[Work required] Copy out the lines from the one containing "In this exercise you will locate the bare" through the one containing "point(357, 396)", swapping "blue shirt" for "red shirt" and leaving everything else as it is.

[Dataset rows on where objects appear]
════════════════
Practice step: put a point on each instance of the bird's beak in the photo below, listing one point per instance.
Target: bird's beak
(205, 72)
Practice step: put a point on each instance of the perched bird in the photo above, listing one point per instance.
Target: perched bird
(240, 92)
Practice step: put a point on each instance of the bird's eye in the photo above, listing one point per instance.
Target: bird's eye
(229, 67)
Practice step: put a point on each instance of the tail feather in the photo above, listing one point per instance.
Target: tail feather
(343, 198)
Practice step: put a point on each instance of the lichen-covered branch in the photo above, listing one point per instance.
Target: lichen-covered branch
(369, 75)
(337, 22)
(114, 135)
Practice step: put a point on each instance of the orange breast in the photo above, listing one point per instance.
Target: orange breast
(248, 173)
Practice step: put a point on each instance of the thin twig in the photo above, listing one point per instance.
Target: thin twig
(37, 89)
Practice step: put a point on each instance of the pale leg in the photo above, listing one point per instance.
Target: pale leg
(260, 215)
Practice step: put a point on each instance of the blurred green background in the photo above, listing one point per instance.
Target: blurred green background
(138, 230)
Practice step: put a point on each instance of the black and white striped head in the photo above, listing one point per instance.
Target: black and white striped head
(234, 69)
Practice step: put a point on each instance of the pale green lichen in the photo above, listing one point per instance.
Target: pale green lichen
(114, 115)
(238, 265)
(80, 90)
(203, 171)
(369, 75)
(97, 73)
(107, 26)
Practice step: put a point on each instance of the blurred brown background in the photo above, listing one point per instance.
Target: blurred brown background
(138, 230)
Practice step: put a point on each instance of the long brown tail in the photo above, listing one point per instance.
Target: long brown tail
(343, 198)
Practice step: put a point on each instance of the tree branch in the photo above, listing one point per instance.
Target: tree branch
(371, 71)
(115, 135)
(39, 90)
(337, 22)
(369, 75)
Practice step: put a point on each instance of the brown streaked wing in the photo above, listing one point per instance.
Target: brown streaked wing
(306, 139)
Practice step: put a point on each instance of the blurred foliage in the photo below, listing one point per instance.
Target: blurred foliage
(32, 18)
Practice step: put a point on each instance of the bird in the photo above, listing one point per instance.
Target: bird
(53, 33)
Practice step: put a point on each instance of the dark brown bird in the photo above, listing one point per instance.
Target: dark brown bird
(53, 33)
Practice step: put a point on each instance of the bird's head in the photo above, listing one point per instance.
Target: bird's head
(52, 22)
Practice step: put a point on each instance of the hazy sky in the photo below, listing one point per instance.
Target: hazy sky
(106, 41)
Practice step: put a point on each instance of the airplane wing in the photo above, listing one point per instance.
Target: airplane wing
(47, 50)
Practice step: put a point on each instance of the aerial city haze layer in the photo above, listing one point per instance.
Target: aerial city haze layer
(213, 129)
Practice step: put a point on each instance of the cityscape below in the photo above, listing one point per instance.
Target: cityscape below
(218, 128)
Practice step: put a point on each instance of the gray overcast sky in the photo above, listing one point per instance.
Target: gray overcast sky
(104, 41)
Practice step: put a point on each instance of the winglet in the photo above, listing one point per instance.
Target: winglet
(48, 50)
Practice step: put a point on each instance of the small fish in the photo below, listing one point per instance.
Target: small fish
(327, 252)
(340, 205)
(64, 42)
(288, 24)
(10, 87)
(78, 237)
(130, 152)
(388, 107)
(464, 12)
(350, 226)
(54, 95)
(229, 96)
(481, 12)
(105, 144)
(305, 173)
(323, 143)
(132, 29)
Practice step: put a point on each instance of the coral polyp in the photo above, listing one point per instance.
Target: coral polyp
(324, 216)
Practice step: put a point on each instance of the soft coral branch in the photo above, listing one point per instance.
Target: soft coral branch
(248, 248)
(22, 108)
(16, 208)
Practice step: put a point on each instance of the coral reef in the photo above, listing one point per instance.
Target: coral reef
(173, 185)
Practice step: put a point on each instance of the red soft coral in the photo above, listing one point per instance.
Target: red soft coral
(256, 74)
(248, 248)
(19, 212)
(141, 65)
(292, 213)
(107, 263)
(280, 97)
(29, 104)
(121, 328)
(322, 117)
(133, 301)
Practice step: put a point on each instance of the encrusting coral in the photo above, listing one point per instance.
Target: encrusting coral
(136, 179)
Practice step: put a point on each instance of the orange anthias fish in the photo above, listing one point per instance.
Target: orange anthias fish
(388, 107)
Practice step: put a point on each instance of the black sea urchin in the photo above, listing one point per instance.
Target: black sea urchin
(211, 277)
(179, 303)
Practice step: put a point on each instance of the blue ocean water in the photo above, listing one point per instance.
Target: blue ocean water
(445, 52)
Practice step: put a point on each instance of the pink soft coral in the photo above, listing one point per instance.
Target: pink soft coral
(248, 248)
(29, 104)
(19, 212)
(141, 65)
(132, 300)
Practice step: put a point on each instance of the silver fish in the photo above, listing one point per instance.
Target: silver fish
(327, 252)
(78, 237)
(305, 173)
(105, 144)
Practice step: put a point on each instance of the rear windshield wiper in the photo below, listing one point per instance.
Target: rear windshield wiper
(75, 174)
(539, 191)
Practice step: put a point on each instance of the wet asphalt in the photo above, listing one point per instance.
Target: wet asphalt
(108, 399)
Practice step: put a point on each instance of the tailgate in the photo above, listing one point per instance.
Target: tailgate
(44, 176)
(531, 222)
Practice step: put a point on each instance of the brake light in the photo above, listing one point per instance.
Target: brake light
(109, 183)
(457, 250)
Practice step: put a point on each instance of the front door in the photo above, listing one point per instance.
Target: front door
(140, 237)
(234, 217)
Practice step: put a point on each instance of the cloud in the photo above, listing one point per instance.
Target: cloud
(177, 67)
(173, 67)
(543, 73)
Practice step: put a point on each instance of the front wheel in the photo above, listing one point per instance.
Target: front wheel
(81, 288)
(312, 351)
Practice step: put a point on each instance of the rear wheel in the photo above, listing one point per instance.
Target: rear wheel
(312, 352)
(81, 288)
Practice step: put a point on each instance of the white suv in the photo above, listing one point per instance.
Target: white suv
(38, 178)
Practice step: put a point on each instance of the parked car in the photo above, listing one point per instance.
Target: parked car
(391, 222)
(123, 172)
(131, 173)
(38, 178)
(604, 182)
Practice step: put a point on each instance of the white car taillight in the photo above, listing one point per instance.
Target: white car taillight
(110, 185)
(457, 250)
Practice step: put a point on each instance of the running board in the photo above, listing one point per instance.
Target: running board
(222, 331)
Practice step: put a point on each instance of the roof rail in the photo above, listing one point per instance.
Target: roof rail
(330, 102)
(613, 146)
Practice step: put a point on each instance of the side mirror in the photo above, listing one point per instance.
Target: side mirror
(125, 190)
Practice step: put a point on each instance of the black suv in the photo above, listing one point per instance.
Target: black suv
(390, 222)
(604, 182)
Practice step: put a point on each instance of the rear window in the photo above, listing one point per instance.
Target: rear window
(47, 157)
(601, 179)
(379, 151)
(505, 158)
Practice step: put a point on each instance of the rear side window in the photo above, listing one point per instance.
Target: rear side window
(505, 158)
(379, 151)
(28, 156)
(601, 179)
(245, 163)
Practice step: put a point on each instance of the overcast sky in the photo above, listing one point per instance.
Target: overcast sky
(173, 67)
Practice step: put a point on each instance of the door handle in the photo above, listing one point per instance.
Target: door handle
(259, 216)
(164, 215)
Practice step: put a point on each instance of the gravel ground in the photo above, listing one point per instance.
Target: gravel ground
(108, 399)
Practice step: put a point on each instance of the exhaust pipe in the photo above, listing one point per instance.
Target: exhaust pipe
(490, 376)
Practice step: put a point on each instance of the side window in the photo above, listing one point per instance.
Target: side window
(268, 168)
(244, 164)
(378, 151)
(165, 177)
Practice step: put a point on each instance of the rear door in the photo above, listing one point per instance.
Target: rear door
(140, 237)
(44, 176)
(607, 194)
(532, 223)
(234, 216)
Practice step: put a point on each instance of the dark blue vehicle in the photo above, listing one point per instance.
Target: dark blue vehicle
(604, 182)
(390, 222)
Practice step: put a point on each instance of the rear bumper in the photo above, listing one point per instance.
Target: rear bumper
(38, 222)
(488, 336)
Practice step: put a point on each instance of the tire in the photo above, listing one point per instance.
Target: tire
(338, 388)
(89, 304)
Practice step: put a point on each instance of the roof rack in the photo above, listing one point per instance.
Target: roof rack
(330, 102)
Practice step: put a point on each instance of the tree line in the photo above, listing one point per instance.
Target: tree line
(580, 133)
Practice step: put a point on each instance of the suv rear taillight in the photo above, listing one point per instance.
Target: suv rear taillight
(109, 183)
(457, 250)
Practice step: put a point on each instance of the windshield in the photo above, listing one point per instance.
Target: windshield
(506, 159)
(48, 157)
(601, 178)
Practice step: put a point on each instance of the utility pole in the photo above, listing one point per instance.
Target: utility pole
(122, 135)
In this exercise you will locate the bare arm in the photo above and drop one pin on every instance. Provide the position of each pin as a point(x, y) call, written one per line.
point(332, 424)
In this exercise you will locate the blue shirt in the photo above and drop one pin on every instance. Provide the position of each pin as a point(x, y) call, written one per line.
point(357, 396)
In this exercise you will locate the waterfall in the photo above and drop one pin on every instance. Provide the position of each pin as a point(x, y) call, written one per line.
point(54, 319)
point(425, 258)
════════════════
[Problem solution]
In this exercise you will locate the bare arm in the photo above and drop one pin on every instance. Provide the position of each pin as a point(x, y) call, written one per line.
point(332, 424)
In this exercise you will locate the red shirt in the photo above and drop one pin on every instance. Provide the position of each pin as a point(x, y) call, written one per line.
point(357, 396)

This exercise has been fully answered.